# The problem:
Give the records again, word for word.

Records from a data collection:

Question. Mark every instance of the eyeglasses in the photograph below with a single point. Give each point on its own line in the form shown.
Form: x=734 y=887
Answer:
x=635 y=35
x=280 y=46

# Output below:
Question. Mark every instance of the eyeglasses in the photograph below with a single point. Give each point on its own line in the form shown.
Form: x=734 y=887
Answer:
x=635 y=35
x=280 y=46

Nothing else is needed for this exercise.